• _Yapılacaklar_:
[A] Aşağıdaki davul sohbetine göre şu üç ifade doğru mu: (i) Ekin'in üst komşusu bütün akşam davul çalmış. (ii) Hakan da Ekin de davulcu. (iii) Ekin komşusuna gidip şikâyet etmiş. Her biri için evet ya da hayır de ve karar veren sözleri sohbetten aynen alıntıla.
[B] Aşağıdaki davul sohbetini son cümleden sonra sürdür.

• _Metin Bölümü_:
Bantmag

İYİ DAVULUN CAZİBESİ, SİRK VE VİRTÜÖZİTENİN ARASINDAKİ İNCE ÇİZGİ, İNSANOĞLUNUN NE ZAMAN ISLIK ÇALMAYA BAŞLADIĞI HAKKINDA MUHABBET EDERKEN YENİ DERGİ PROJEMİZİN DE TEMELLERİNİ ATTIK. 

 

Hakan: Ekin naber yaaa? İyi misin? Yolunda mı her şey?

Ekin: Yolunda, yolunda… Üst komşu bütün akşam davul çaldı tepede. Bir şey de diyemedim. Ama uykumu tam alamadım açıkçası.

H: Of davul çalan komşu!

E: Evet susturucu takılıyor güya ama. Bir de böyle tek başına davul dinlemek komik bir his.

H: Yani davulun kendisi, bir obje olarak hem çalmak isteyen hem de komşular için bir kabus objesi resmen.

E: Apartmanda davul zor sahiden.

H: Davulcu olmak istersen evde çalışma konsepti diye bir şey hemen hemen yok. O da para denk getirip bir set alabilirsen. Başına oturduğun an da korka korka çalabilirsin anca. E, çalabilirsen de bu sefer komşularının senden ömür boyu nefret etmesi çok olası.

E: Stüdyolara mahkumsun.

H: Ama o da çok sıkıcı. Stüdyoya girip 1 saat kendi başına davul çalmak... Hmmm, bilemedim… Gerçi ben de, sen de davulcu değiliz. Kimbilir nasıl bir dünyada yaşadıklarını.

E: Bir müzik verirsin sisteme, onun üzerine çalmak zevkli olabilir.

H: Hmm olabilir, güzel fikir. Ver müziği sisteme Ekin!

[Nokta işaretleme kayıtları]
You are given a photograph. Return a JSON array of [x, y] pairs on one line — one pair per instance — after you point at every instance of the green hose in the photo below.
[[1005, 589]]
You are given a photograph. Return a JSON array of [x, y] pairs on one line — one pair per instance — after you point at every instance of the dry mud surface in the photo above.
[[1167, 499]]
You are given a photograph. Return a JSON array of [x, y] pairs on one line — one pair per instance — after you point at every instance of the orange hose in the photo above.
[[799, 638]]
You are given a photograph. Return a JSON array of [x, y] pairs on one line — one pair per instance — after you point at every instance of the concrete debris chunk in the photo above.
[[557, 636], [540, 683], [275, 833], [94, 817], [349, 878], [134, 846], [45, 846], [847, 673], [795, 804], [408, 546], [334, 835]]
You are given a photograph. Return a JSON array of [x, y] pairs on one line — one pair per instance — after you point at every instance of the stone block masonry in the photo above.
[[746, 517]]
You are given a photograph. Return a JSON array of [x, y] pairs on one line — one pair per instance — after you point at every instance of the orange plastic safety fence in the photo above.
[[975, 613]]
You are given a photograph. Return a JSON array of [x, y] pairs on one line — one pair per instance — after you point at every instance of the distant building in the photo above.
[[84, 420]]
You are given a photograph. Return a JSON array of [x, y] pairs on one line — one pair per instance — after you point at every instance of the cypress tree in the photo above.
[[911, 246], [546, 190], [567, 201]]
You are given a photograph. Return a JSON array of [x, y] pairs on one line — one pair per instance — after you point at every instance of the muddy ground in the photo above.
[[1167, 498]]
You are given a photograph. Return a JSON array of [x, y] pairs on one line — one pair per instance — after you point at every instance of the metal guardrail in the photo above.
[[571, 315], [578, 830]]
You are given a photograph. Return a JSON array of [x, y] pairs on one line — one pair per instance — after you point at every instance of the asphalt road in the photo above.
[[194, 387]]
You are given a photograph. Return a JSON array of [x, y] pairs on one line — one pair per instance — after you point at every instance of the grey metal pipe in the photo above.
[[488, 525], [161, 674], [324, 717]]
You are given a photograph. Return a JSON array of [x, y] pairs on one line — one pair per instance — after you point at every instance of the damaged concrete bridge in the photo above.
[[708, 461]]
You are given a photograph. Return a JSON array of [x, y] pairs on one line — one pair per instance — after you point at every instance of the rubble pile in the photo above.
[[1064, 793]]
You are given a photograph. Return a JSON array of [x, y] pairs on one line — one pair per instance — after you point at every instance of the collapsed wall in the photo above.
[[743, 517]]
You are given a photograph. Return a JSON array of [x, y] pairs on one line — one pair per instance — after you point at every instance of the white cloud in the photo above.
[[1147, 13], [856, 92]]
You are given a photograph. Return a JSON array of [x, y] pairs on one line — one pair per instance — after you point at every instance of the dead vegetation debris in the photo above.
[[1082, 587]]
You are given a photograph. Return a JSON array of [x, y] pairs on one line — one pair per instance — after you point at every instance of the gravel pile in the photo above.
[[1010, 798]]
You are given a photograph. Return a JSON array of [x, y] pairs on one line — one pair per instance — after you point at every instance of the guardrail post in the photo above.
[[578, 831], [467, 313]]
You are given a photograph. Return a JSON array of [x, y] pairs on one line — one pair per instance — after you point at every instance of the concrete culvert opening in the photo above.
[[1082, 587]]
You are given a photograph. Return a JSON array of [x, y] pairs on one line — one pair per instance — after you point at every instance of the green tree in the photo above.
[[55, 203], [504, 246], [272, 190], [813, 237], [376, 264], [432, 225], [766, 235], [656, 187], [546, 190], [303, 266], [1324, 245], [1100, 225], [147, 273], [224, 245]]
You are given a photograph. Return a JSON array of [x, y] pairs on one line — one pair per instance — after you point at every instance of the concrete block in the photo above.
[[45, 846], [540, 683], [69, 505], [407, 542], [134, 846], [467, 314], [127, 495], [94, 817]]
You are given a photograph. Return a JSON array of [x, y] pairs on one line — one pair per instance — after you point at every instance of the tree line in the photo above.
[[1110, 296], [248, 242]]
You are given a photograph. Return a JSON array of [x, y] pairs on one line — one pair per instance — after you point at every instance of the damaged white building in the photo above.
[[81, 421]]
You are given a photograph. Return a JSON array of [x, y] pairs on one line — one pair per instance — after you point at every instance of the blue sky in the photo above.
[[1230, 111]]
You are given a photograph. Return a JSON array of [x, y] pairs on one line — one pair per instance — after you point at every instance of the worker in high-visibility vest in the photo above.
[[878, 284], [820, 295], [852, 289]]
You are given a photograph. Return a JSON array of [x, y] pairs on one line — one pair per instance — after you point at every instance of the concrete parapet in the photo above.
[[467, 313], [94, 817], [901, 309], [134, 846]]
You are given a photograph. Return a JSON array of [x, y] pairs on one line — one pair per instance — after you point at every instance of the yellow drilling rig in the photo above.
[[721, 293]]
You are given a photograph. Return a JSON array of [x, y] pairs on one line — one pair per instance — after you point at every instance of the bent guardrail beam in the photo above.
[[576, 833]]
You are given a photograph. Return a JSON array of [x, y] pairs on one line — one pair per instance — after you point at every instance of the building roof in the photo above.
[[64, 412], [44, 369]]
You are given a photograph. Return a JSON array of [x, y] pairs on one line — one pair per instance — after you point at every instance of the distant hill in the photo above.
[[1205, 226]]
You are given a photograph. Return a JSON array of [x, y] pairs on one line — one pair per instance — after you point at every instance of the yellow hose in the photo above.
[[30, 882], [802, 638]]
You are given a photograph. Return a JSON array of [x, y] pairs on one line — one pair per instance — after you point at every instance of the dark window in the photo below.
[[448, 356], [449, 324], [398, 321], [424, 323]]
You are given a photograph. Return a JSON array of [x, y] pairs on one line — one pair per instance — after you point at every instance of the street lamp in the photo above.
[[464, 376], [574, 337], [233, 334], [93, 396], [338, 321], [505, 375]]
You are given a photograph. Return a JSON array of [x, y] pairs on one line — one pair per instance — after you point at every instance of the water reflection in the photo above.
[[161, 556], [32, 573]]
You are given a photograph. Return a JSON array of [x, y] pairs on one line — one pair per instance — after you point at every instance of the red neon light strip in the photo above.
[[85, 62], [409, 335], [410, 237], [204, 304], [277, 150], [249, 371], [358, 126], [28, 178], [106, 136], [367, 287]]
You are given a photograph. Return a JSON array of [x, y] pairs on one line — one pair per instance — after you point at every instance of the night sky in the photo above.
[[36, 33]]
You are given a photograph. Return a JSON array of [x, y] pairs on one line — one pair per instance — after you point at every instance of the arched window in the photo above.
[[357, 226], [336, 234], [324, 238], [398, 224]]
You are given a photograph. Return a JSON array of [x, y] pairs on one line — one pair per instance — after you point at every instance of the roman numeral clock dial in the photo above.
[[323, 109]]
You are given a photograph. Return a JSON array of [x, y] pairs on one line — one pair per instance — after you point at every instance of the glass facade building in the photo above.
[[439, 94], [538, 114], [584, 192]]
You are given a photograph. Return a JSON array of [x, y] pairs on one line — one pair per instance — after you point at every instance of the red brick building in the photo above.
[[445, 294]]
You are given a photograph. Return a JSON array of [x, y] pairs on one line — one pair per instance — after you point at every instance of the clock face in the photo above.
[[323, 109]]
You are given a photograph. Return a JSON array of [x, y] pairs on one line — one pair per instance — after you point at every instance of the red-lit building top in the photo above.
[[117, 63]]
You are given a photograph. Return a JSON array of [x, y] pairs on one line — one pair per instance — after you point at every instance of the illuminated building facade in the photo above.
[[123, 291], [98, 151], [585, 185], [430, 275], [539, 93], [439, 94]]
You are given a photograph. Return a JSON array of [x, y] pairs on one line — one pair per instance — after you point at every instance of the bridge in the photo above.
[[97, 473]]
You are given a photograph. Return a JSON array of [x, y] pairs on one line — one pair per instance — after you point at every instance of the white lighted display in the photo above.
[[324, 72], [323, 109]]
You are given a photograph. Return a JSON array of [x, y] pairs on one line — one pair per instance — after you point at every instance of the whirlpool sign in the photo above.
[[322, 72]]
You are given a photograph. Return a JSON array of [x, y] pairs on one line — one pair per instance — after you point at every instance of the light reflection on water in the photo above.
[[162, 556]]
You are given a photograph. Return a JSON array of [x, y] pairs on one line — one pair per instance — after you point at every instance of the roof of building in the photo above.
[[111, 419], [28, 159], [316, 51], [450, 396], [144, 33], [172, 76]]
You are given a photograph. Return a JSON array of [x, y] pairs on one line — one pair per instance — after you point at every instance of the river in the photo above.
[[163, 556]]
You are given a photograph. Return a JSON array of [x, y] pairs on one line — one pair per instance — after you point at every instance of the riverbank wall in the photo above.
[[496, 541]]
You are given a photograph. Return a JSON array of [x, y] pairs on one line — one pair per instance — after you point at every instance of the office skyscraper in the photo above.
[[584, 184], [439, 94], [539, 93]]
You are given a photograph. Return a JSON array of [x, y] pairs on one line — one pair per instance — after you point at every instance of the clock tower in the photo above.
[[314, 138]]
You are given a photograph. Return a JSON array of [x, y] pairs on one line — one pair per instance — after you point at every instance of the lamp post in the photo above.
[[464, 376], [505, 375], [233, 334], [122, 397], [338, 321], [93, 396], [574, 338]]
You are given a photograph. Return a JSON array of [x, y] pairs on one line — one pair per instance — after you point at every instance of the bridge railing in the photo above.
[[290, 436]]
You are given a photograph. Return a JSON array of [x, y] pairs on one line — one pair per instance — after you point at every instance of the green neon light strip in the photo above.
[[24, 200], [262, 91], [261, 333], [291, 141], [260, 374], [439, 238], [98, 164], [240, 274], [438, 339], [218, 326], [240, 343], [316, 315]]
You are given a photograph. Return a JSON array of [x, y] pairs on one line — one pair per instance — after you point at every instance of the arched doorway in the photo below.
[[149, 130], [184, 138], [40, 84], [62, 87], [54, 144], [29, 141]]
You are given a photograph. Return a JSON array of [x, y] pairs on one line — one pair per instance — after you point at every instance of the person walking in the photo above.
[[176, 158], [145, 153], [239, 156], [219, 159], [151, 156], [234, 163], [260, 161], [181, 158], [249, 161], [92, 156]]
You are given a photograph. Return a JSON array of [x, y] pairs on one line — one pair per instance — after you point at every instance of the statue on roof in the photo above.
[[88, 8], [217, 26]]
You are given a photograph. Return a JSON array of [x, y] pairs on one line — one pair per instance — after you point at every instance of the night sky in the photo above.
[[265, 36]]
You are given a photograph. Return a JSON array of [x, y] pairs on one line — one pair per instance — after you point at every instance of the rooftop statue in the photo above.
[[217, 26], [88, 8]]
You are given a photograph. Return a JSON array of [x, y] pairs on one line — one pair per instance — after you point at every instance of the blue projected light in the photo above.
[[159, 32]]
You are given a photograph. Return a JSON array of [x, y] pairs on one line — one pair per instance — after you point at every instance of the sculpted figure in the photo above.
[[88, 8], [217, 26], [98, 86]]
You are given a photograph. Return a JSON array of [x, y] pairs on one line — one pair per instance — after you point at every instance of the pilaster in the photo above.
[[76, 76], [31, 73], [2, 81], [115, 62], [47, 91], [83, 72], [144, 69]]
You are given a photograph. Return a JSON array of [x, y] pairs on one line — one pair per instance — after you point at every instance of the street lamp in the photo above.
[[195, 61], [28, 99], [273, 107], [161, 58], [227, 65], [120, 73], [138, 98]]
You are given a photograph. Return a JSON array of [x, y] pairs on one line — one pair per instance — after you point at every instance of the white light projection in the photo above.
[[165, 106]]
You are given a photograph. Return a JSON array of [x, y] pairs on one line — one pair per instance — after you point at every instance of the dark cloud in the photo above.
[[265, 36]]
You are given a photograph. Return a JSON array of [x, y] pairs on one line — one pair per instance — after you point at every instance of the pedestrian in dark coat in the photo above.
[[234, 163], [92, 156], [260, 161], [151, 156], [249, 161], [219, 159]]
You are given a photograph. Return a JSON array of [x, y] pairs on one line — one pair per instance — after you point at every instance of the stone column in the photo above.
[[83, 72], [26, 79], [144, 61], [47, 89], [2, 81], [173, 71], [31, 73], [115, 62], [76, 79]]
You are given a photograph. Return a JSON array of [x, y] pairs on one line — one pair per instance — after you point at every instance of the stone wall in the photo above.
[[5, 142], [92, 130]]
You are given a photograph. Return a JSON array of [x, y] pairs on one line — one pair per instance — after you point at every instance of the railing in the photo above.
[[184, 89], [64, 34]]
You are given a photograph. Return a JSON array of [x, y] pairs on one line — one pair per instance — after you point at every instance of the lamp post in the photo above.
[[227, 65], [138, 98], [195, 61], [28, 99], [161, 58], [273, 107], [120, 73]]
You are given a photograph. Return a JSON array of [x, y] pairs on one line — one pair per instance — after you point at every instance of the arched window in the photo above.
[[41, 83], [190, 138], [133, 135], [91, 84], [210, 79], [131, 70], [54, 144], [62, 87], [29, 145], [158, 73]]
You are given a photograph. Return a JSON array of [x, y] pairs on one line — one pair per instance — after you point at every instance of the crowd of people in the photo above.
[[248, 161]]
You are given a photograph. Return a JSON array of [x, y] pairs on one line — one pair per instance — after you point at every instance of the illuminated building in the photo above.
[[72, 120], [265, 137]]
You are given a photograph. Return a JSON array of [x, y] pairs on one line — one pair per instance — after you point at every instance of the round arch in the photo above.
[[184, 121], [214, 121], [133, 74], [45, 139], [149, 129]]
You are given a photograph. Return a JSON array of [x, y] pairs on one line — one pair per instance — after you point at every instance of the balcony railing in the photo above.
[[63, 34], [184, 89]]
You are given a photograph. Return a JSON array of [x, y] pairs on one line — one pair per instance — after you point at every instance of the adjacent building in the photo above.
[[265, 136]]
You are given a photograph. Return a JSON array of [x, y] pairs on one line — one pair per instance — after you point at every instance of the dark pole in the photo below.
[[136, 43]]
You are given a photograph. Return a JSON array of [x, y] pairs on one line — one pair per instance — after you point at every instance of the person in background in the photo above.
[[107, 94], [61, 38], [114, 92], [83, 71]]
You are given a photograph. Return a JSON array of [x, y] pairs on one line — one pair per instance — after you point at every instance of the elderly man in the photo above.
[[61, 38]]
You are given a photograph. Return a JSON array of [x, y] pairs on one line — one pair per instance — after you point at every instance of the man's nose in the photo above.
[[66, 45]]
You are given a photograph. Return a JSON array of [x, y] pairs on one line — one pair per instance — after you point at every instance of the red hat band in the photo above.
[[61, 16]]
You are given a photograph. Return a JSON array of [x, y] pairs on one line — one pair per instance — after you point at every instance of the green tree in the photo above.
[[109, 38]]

• _Görev Cevapları_:
[A]
(i) Evet: "Üst komşu bütün akşam davul çaldı tepede."
(ii) Hayır: "Gerçi ben de, sen de davulcu değiliz."
(iii) Hayır: "Bir şey de diyemedim."

[B]
E: Çalabilseydim verirdim Hakan. Davul çok tutkulu bir enstrüman di mi?

H: Kesinlikle, ayrı bir yeri var. Davulcuların da ayrı bir kişilği ve karizması var. Gitarist ya da basçı gibi değiller.

E: Evet mesela konserlerde davulcu izlemek çok zevkli olabiliyor. Tabii davulcuya bağlı, klasik rock davulcusu izlemek pek zevkli değil.

H: Ayrı bir kafaları var onların. Eminim lokalleri falan da vardır. Kimseye bahsetmedikleri. Kimsenin haberdar olmadığı. Orada toplaşıp kendi aralarında sohbet ediyorlardır, dertleşiyorlardır, ritim tutuyorlardır.

E: Davulcular lokali! “Sahnede hep arkada kalıyoruz” diye dertleşiyorlar mıdır?

H: Kesin. Her gece o muhabbetle bitiyordur. “Abi ne yapsak da daha önde olsak, izleyenler bizi de görse” falan.

E: Bir yandan da arkada olmanın havalı bir tarafı, bir hakimiyeti var.

H: Gerçi bunu tersine çeviren gruplar var, davulcunun en önde olduğu.

E: Tune yards, Caribou...

H: Violent Femmes, biraz daha eskilerden.

E: Tek davulcu performansları da acayip oluyor baya.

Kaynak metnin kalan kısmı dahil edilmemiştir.